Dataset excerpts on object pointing
******************************
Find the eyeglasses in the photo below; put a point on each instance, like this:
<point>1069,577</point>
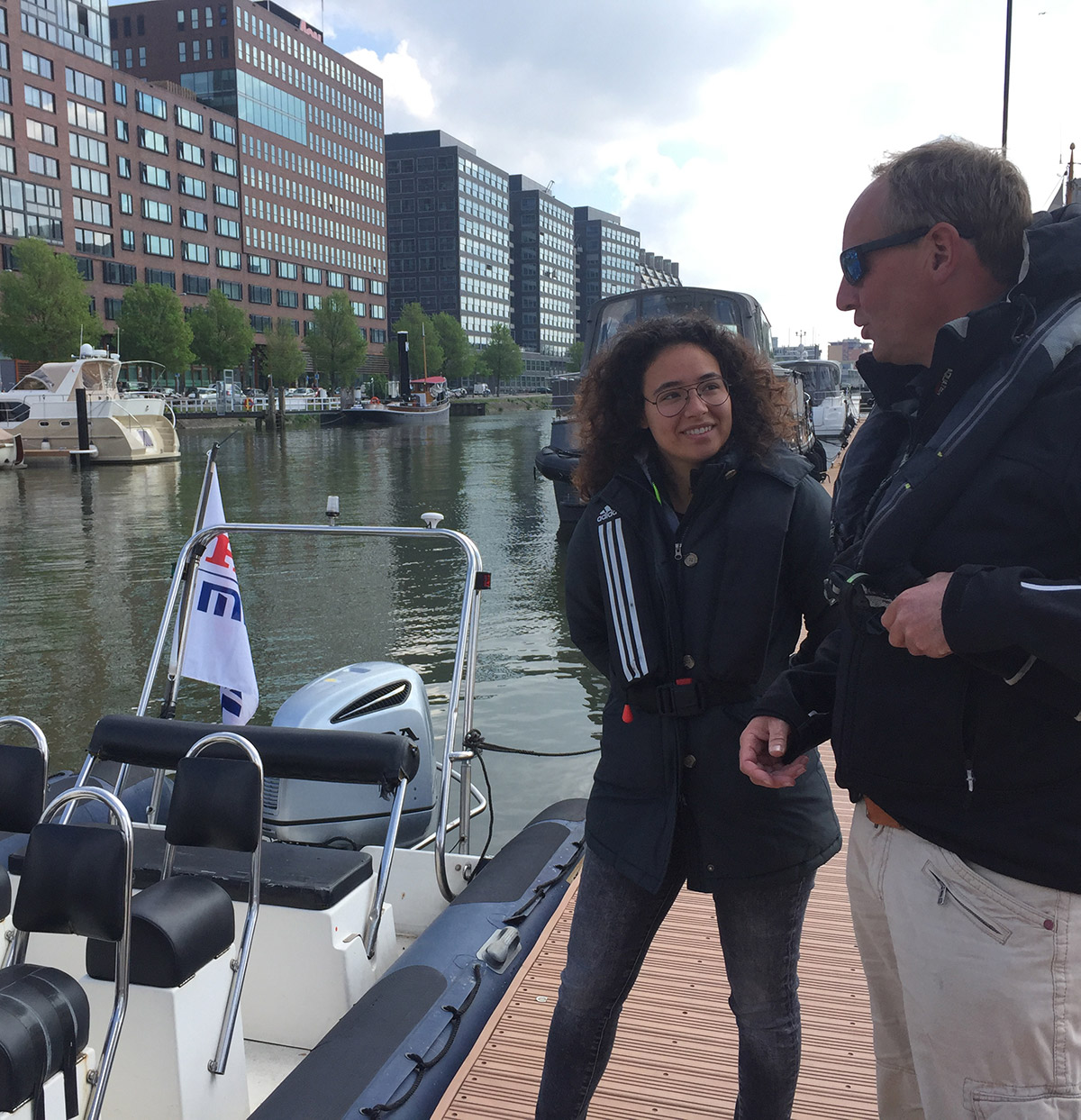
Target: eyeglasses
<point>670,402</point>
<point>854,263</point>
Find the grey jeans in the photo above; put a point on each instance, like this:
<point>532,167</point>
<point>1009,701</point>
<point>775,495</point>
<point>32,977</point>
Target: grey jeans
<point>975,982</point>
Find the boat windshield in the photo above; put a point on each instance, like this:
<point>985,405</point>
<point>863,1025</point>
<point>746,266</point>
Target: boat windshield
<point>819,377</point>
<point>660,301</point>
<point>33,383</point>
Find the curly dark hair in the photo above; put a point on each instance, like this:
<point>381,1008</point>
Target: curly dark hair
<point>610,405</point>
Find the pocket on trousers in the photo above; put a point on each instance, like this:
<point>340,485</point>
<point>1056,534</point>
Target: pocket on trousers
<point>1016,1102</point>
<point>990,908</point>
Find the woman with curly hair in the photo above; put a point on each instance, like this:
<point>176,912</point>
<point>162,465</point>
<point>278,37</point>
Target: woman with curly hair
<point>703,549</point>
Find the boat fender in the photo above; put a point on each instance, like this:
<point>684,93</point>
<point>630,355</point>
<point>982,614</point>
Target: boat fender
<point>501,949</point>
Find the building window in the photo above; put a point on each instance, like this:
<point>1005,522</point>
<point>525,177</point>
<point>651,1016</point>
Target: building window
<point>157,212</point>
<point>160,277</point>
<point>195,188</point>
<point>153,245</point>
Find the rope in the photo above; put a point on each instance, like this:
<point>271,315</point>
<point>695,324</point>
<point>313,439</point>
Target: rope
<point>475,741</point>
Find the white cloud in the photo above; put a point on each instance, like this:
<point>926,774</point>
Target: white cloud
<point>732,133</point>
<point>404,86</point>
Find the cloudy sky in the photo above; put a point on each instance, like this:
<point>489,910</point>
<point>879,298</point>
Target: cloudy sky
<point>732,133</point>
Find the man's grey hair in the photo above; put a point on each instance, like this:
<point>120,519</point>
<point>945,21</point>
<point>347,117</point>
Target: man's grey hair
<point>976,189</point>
******************************
PROBLEM STATEMENT
Swap "instance" for "match" everywhere it appears in the rows above, keeping everything else the same. Leave the pictures out of your answer.

WRITTEN REPLY
Find the eyeglasses in the photo below; put a point on each match, like this:
<point>1069,577</point>
Target: eyeglasses
<point>670,402</point>
<point>854,263</point>
Find the grey jeans in the photo above; put a point on each match, like this:
<point>532,167</point>
<point>1009,701</point>
<point>775,495</point>
<point>32,977</point>
Target: grey jeans
<point>975,982</point>
Find the boat windshield in the photo above; put a point on each match, like this:
<point>985,405</point>
<point>863,1025</point>
<point>746,266</point>
Target: boat windshield
<point>819,377</point>
<point>660,301</point>
<point>33,383</point>
Find the curly dark hair in the photo above; put a point on each match, like this:
<point>381,1008</point>
Target: curly dark hair
<point>610,405</point>
Find the pocket on trousers in the photo above; put a point on each match, like this:
<point>340,485</point>
<point>1056,534</point>
Target: pocket on trousers
<point>1016,1102</point>
<point>990,908</point>
Find the woman with curly hair in the photo above; put a point on each match, like this:
<point>176,912</point>
<point>162,465</point>
<point>278,37</point>
Target: woman with curly hair
<point>703,549</point>
Find the boat fender in the photo above; put a point on each match, like this:
<point>684,93</point>
<point>630,355</point>
<point>982,614</point>
Target: boat fender
<point>501,949</point>
Find the building window in the photo above; put a point on each match, like this:
<point>1005,522</point>
<point>525,177</point>
<point>651,1016</point>
Target: building window
<point>157,212</point>
<point>160,277</point>
<point>195,188</point>
<point>153,245</point>
Find the rope in the photo above; put a point on each match, like this:
<point>271,315</point>
<point>695,324</point>
<point>313,439</point>
Target: rope
<point>475,741</point>
Find the white cloud in the photo above; put a point on each match, like this:
<point>926,774</point>
Target: white cloud
<point>732,133</point>
<point>404,86</point>
Find the cloudy sky in the photo above; put a point on each match, like this:
<point>489,910</point>
<point>879,298</point>
Target: cloudy sky
<point>732,133</point>
Find the man's grey hair in the photo above; put a point on each match, like this:
<point>120,519</point>
<point>945,21</point>
<point>347,117</point>
Target: man's grey hair
<point>976,189</point>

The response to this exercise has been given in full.